[Saved entries]
---+---
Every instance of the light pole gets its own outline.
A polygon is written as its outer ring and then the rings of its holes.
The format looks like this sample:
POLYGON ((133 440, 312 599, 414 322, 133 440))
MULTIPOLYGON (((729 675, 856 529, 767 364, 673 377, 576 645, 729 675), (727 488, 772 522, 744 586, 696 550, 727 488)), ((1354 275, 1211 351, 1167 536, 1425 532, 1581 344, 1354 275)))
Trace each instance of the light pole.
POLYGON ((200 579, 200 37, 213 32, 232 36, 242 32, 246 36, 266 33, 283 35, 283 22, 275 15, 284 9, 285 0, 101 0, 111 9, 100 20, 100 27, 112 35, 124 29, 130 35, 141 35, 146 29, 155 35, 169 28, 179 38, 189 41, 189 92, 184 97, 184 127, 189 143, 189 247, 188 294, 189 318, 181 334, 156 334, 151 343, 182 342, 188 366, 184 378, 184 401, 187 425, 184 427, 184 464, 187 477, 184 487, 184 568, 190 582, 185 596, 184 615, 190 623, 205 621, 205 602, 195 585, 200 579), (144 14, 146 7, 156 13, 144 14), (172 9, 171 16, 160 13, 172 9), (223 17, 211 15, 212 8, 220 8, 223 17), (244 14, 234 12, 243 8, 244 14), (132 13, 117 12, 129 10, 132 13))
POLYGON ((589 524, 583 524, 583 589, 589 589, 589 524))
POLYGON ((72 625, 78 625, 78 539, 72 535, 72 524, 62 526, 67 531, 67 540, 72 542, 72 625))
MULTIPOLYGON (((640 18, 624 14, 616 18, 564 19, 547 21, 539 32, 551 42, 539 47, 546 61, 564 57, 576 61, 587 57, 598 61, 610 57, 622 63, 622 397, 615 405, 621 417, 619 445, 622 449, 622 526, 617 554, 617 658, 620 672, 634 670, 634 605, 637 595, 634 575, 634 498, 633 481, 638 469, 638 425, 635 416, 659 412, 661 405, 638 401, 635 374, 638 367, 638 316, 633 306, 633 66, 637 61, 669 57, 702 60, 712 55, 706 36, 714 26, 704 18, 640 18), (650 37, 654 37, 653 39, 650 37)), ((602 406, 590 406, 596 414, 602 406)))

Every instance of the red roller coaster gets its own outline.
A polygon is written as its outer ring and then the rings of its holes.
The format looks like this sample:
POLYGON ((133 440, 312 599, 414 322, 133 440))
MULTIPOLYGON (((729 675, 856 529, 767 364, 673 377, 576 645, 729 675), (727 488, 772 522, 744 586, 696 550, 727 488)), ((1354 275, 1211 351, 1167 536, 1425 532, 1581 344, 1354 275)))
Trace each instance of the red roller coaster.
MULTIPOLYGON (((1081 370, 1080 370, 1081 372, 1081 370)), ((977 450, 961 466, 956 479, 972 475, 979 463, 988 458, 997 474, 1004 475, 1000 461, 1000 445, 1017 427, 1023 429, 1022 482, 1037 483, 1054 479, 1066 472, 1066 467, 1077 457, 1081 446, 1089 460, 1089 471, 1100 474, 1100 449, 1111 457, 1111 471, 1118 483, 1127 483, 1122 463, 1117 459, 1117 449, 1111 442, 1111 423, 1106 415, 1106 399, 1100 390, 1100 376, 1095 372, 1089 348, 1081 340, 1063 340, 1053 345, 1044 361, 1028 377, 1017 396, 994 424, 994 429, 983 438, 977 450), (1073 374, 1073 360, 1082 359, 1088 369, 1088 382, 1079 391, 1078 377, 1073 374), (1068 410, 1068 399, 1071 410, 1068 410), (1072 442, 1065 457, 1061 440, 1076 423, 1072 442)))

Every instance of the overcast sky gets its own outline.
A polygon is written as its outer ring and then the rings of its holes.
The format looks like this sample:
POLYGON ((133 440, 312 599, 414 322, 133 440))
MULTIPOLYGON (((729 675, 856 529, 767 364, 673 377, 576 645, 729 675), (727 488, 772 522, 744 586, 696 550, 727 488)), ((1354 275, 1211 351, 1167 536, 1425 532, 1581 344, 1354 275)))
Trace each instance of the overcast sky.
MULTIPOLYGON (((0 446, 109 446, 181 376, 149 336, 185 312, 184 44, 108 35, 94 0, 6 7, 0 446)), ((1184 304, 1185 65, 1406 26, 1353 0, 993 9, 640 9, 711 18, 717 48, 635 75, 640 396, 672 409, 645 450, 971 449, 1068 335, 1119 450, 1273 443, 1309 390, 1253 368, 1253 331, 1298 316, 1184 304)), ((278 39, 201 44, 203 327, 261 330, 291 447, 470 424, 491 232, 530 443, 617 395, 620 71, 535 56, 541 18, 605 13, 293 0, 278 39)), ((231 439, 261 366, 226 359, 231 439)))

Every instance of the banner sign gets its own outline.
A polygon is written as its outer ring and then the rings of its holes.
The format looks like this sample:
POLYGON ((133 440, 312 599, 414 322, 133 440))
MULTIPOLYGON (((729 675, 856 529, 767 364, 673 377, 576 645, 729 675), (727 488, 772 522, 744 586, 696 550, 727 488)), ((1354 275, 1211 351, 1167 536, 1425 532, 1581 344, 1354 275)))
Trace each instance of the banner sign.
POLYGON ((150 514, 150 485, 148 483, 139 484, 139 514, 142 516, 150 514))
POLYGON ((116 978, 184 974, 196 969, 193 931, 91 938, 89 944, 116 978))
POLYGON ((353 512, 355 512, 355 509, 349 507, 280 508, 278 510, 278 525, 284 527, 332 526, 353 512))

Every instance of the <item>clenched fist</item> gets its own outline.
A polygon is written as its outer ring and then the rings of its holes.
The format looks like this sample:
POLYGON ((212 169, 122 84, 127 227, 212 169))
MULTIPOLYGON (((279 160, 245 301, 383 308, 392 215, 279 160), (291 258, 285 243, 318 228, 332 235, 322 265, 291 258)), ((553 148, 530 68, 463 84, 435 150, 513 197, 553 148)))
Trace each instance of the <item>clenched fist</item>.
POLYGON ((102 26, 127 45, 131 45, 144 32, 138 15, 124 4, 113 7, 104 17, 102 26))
---+---
## What to work on
Would you set down all of the entries again, word for word?

## Exercise answer
Every instance of the light pole gets its own outline.
A polygon is written as its outer ring and then the rings of its holes.
The format looks like this sample:
POLYGON ((133 440, 312 599, 414 322, 133 440))
MULTIPOLYGON (((729 675, 856 529, 767 364, 673 377, 576 645, 729 675), (727 488, 772 522, 744 586, 696 550, 727 488)), ((1354 275, 1211 351, 1167 536, 1425 532, 1581 344, 1354 275)))
Trace each instance of the light pole.
POLYGON ((200 579, 200 37, 213 32, 232 36, 242 32, 246 36, 266 33, 283 35, 283 22, 275 15, 284 9, 285 0, 101 0, 111 9, 100 20, 100 27, 112 35, 124 29, 130 35, 141 35, 146 29, 155 35, 169 28, 179 38, 189 41, 189 92, 184 97, 184 127, 189 143, 189 247, 188 294, 189 318, 181 334, 156 334, 151 343, 182 342, 188 366, 184 378, 184 401, 187 425, 184 427, 184 464, 187 477, 184 487, 184 568, 190 582, 185 596, 184 615, 190 623, 205 621, 205 602, 195 585, 200 579), (144 14, 146 7, 156 13, 144 14), (172 9, 171 16, 160 13, 172 9), (223 17, 211 15, 212 8, 220 8, 223 17), (244 14, 234 12, 243 8, 244 14), (132 13, 117 12, 129 10, 132 13))
POLYGON ((589 524, 583 524, 583 589, 589 589, 589 524))
POLYGON ((72 625, 78 625, 78 539, 72 535, 72 524, 62 526, 67 531, 67 540, 72 542, 72 625))
MULTIPOLYGON (((640 18, 624 14, 616 18, 564 19, 547 21, 539 32, 551 42, 539 47, 546 61, 564 57, 576 61, 587 57, 598 61, 610 57, 622 63, 622 397, 615 405, 621 417, 619 445, 622 449, 622 526, 617 554, 617 658, 620 672, 634 670, 634 605, 637 595, 634 575, 634 498, 633 481, 638 469, 638 425, 635 416, 659 412, 661 405, 638 401, 635 374, 638 367, 638 316, 633 306, 633 66, 637 61, 669 57, 702 60, 712 55, 706 36, 714 26, 704 18, 640 18), (650 37, 654 37, 653 39, 650 37)), ((602 406, 590 406, 596 414, 602 406)))

Every instance of the red roller coaster gets its own outline.
A polygon is written as its outer ring and then the rings of its holes.
The format looks like this sample:
POLYGON ((133 440, 312 599, 414 322, 133 440))
MULTIPOLYGON (((729 675, 856 529, 767 364, 673 377, 576 645, 729 675), (727 488, 772 522, 744 586, 696 550, 727 488)), ((1354 275, 1211 351, 1167 536, 1425 532, 1581 344, 1354 275)))
Trace each instance of the red roller coaster.
MULTIPOLYGON (((1081 370, 1080 370, 1081 372, 1081 370)), ((977 450, 961 466, 956 479, 972 475, 979 463, 988 458, 997 474, 1004 475, 1000 461, 1000 445, 1017 427, 1023 429, 1022 482, 1037 483, 1054 479, 1066 472, 1066 467, 1077 457, 1081 446, 1089 460, 1089 471, 1100 474, 1100 449, 1111 457, 1111 471, 1118 483, 1127 483, 1122 463, 1117 459, 1117 449, 1111 442, 1111 423, 1106 415, 1106 399, 1100 390, 1100 376, 1095 372, 1089 348, 1081 340, 1063 340, 1053 345, 1044 361, 1028 377, 1017 396, 994 424, 994 429, 983 438, 977 450), (1073 374, 1073 360, 1082 359, 1088 369, 1088 382, 1079 391, 1078 377, 1073 374), (1068 410, 1068 399, 1071 410, 1068 410), (1072 442, 1065 457, 1061 440, 1076 423, 1072 442)))

Every instance of the overcast sky gets its own outline.
A polygon is written as its outer ring and then the rings of its holes.
The format looks like this sample:
POLYGON ((133 440, 312 599, 414 322, 133 440))
MULTIPOLYGON (((729 675, 856 529, 767 364, 673 377, 576 645, 729 675), (727 488, 772 522, 744 586, 696 550, 727 488)), ((1354 275, 1211 351, 1167 536, 1425 532, 1581 344, 1354 275)))
Trace each instance of the overcast sky.
MULTIPOLYGON (((0 446, 109 446, 181 376, 149 336, 185 312, 184 44, 108 35, 94 0, 6 7, 0 446)), ((1184 304, 1185 65, 1406 26, 1353 0, 993 9, 640 9, 711 18, 717 48, 635 75, 640 396, 672 409, 645 450, 971 449, 1068 335, 1119 450, 1273 443, 1309 390, 1253 368, 1253 331, 1298 316, 1184 304)), ((278 39, 201 44, 203 327, 261 330, 291 447, 470 424, 491 232, 530 443, 617 395, 620 71, 535 56, 541 18, 605 13, 293 0, 278 39)), ((231 439, 261 366, 226 359, 231 439)))

Every instance of the banner sign gets its own outline.
A polygon is written as its outer ring and then the rings of its holes.
The format looks like this sample:
POLYGON ((133 440, 312 599, 414 322, 133 440))
MULTIPOLYGON (((729 675, 856 529, 767 364, 673 377, 576 645, 729 675), (727 488, 772 522, 744 586, 696 550, 727 488)), ((1354 275, 1211 351, 1167 536, 1425 532, 1581 344, 1354 275)))
Trace each instance of the banner sign.
POLYGON ((150 514, 150 485, 148 483, 139 484, 139 514, 142 516, 150 514))
POLYGON ((116 978, 184 974, 196 969, 193 931, 91 938, 89 944, 116 978))
POLYGON ((353 512, 355 512, 355 509, 349 507, 280 508, 278 510, 278 525, 284 527, 332 526, 353 512))

Every instance of the <item>clenched fist</item> gets its own outline.
A polygon is written as its outer ring and then the rings of its holes.
The format looks like this sample:
POLYGON ((212 169, 122 84, 127 227, 212 169))
MULTIPOLYGON (((279 160, 245 301, 383 308, 392 215, 279 160), (291 258, 285 243, 318 228, 332 235, 322 265, 291 258)), ((553 148, 530 68, 463 84, 435 150, 513 197, 553 148)))
Trace each instance of the <item>clenched fist</item>.
POLYGON ((102 26, 127 45, 131 45, 144 32, 138 15, 124 4, 113 7, 104 17, 102 26))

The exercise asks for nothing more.